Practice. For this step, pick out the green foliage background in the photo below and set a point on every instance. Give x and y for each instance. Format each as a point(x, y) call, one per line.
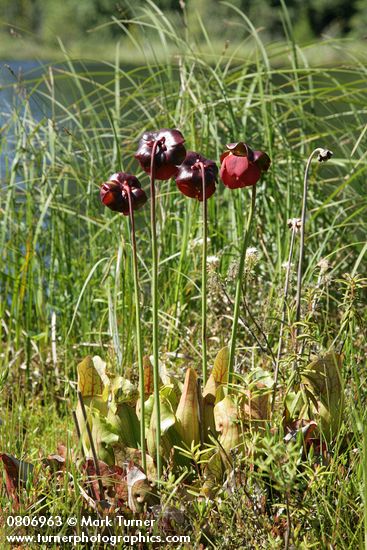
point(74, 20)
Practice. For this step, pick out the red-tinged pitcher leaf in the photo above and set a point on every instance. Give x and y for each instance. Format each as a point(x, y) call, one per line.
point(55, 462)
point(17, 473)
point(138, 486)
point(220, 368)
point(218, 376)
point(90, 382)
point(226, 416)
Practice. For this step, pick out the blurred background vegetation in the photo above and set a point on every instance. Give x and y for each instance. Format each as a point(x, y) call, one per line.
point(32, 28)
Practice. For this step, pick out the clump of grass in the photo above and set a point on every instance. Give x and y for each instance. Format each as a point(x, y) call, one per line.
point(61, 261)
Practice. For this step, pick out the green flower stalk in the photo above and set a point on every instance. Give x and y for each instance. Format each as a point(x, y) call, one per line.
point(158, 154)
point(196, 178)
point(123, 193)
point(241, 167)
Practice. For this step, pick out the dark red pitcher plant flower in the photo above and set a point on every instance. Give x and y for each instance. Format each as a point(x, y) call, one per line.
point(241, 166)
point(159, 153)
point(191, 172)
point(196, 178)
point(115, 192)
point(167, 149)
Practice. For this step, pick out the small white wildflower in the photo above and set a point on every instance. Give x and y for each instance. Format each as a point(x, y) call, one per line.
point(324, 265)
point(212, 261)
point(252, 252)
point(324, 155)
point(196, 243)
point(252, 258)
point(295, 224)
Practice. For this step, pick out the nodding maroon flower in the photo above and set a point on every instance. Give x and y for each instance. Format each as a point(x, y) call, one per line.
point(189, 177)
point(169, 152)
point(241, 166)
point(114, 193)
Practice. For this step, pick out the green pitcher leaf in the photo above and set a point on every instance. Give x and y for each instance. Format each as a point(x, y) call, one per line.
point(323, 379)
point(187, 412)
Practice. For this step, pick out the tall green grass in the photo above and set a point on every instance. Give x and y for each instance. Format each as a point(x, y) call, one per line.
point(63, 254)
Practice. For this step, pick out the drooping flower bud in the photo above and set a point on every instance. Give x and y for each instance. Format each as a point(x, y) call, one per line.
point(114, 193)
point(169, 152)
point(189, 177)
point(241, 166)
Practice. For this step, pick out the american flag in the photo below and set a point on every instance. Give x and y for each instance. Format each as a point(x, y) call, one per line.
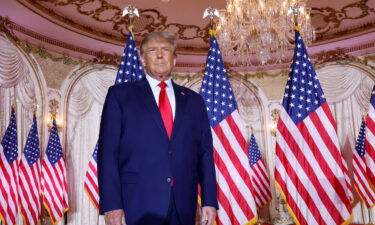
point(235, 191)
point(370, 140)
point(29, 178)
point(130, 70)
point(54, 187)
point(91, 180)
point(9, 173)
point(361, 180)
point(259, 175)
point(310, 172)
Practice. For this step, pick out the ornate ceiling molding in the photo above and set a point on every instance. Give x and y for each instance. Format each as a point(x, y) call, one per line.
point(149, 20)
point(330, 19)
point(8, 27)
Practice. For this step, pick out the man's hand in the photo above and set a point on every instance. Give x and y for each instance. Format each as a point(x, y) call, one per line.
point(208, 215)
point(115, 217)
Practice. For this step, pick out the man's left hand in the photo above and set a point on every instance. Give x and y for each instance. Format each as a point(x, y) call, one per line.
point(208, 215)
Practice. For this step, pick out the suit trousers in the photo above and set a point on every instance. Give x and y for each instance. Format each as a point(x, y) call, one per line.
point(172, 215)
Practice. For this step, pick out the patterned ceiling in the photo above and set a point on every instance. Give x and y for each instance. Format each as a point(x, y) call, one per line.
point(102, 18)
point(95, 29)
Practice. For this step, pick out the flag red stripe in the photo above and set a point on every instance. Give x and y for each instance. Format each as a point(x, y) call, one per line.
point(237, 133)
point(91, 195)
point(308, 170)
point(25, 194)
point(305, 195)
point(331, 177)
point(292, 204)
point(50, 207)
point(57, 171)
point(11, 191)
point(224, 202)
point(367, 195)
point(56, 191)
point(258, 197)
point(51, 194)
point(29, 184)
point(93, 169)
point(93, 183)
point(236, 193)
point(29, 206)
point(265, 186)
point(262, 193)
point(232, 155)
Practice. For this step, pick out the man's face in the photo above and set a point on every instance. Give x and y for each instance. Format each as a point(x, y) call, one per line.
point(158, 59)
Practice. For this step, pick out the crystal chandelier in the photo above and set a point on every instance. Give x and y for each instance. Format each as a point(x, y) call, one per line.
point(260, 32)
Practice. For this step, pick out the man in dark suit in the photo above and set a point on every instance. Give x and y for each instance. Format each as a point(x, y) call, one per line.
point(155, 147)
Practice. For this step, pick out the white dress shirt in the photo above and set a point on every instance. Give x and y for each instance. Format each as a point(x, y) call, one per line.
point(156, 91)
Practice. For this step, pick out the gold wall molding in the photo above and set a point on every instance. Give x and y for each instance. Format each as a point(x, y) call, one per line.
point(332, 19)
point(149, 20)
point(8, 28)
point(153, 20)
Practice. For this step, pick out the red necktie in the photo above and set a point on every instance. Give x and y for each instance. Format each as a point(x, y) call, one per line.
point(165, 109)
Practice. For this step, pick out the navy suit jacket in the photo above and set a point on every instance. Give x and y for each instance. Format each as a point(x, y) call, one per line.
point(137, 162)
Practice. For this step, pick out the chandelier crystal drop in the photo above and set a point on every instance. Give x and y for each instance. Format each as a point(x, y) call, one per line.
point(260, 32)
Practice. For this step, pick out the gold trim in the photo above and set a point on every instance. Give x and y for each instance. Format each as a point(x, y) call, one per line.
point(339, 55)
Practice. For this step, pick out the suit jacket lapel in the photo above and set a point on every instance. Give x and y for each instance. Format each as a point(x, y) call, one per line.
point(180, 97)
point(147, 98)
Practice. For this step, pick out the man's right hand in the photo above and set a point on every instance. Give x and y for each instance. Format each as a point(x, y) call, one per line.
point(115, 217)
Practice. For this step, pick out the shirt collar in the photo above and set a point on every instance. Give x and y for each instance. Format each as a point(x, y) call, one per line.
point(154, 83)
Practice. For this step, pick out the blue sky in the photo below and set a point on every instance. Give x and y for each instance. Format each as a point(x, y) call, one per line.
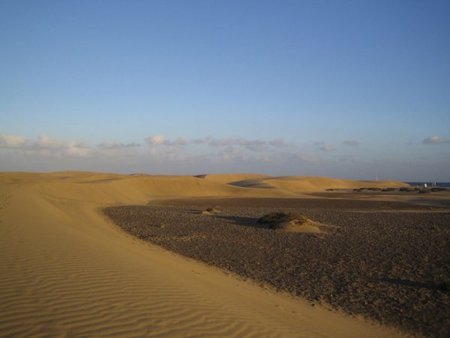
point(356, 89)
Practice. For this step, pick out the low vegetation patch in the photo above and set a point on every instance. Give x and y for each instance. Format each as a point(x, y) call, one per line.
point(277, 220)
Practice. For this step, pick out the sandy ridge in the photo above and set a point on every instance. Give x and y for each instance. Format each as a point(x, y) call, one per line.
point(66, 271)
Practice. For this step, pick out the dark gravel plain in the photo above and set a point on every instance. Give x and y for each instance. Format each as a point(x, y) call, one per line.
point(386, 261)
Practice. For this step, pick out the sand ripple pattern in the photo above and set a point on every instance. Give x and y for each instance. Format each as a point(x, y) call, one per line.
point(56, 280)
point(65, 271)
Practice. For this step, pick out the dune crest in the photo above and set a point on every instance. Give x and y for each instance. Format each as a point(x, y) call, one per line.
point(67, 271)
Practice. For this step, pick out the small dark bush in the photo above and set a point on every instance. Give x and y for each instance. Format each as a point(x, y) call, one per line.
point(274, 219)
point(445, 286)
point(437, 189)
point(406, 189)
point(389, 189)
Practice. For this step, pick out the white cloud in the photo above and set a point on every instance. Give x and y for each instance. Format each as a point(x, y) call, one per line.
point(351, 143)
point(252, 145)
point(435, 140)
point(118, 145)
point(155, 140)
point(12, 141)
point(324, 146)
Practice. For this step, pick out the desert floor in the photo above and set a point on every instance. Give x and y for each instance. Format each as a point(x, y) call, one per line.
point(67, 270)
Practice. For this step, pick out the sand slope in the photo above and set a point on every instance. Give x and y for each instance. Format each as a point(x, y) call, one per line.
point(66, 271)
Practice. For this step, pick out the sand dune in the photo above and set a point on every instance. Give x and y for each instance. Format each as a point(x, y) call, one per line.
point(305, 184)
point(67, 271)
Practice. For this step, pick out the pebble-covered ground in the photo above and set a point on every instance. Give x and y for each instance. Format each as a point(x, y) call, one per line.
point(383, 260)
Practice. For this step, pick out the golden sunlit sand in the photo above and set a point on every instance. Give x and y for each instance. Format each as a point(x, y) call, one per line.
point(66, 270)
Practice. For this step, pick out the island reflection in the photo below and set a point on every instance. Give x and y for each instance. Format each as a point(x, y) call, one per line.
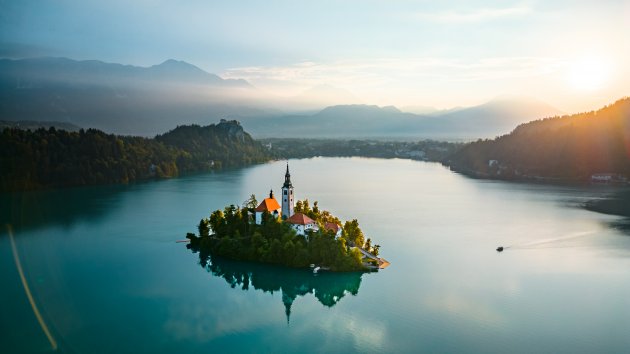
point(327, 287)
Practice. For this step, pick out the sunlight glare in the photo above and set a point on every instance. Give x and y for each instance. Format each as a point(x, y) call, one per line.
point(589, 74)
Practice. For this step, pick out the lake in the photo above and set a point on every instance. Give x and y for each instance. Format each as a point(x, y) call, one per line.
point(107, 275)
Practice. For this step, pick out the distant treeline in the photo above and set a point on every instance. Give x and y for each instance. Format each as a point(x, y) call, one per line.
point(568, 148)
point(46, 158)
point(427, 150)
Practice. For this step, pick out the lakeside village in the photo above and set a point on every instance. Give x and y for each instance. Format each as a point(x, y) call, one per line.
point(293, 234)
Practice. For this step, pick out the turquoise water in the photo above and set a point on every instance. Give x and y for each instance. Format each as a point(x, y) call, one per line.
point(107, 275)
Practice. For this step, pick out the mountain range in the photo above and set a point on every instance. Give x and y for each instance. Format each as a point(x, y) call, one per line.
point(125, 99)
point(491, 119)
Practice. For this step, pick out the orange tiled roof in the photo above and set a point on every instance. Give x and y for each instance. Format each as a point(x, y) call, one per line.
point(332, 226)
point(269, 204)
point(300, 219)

Short exercise: Transcribe, word for word, every line from the one containing "Practice. For this step, pick out the turquoise" through the final line of the entries, and nothing else.

Solved problem:
Practice. For this step, pick out the turquoise water in the photo above and set a point on every instance. Give x and y for each instance. Format each as a point(x, y) call, one per line.
point(107, 275)
Practice. For this step, pick out the mountain range in the photo above and set a point on every instance. Give x and y for each instance. Format each as a point(x, y) call, one per line.
point(125, 99)
point(491, 119)
Practice. For this step, pick out the orange tiled roof in the photo above and set a point on every instance. Give x and y for each instance. Format each as a point(x, y) call, one per line.
point(332, 226)
point(269, 204)
point(300, 219)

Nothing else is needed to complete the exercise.